Directive> Repeat each record below exactly as given.

[Start of Data for the task]

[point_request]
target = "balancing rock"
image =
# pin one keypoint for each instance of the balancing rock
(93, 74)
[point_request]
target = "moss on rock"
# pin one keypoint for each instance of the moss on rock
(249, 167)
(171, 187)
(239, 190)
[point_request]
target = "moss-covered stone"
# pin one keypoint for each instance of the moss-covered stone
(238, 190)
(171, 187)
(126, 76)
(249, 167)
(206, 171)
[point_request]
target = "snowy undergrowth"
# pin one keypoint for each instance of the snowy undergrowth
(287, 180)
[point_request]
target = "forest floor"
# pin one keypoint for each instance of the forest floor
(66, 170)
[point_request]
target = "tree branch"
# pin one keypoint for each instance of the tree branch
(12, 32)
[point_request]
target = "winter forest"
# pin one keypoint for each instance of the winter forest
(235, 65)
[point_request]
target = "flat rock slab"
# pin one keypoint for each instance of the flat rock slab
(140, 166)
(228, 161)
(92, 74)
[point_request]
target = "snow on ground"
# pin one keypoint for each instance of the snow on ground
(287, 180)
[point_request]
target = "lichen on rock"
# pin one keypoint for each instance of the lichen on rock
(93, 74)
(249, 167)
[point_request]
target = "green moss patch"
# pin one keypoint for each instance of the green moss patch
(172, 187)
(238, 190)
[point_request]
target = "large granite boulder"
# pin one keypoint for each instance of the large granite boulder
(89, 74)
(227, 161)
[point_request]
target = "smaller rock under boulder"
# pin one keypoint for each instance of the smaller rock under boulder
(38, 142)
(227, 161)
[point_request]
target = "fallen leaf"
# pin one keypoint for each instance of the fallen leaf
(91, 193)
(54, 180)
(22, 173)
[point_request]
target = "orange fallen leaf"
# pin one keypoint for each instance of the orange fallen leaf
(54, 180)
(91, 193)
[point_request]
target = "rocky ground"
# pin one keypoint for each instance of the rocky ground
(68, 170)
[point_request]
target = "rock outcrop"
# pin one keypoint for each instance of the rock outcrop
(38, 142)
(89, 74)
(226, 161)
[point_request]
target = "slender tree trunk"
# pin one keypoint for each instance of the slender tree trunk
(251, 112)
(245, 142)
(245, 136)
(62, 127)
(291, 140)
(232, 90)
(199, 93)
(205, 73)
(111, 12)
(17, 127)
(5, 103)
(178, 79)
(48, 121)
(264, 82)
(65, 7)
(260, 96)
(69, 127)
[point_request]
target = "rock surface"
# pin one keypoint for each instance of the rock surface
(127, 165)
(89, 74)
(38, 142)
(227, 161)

[End of Data for the task]

Written answer>
[point_request]
target = "balancing rock"
image =
# pin one keypoint for each instance of the balancing rock
(93, 74)
[point_request]
target = "moss on rock"
# pin one keypoint for each instance of the moss on rock
(249, 167)
(171, 187)
(239, 190)
[point_request]
target = "moss-covered stone"
# pin one keypoint for each instance of the moss-covered stone
(238, 190)
(171, 187)
(126, 76)
(249, 167)
(206, 171)
[point_request]
target = "snowy undergrowth"
# pin one keypoint for each instance of the snowy undergrowth
(287, 180)
[point_request]
target = "forest floor"
# pin one keypoint for each instance of the forest floor
(66, 170)
[point_request]
target = "tree branch"
# pin one keypoint for each instance of the tree branch
(12, 32)
[point_request]
target = "winter forest"
# pin one keypoint for each instance of the winter forest
(235, 65)
[point_request]
target = "flat rock slab"
# pin one keypoint for each instance of the flat rock slab
(140, 166)
(228, 161)
(92, 74)
[point_request]
target = "snow on ground"
# pin one keypoint for each instance of the snow on ground
(287, 180)
[point_request]
target = "lichen on rock"
# pin one keypoint for each instance of the lichen on rock
(93, 74)
(249, 167)
[point_request]
target = "green moss patch"
# pin one keypoint for each instance of the green moss patch
(172, 187)
(238, 190)
[point_request]
target = "large granite boulder"
# pin one keypoint for each instance of the large granite boulder
(89, 74)
(227, 161)
[point_request]
target = "smaller rock under boulder"
# pin one keypoint for each instance of the smaller rock under boulder
(38, 142)
(227, 161)
[point_request]
target = "fallen leaf"
# pin one keypoint for each instance of the fallen leaf
(91, 193)
(54, 180)
(22, 173)
[point_request]
target = "orange fallen leaf"
# pin one keypoint for each instance of the orange fallen leaf
(54, 180)
(91, 193)
[point_request]
target = "rocky ground"
# pin one keypoint for each instance of the rocky ground
(68, 170)
[point_request]
target = "rock outcrop"
# pin one keypoint for each instance of the rock outcrop
(38, 142)
(89, 74)
(226, 161)
[point_request]
target = "slender tree trunk"
# pin one keypoint for each instance of the slender tree trunk
(251, 112)
(245, 142)
(245, 136)
(62, 127)
(291, 140)
(232, 90)
(199, 93)
(205, 73)
(111, 12)
(17, 127)
(5, 103)
(178, 79)
(48, 121)
(264, 82)
(65, 7)
(260, 96)
(69, 127)
[point_request]
target = "rock surface"
# pin one keypoint for each instance of the rock surface
(127, 165)
(89, 74)
(38, 142)
(227, 161)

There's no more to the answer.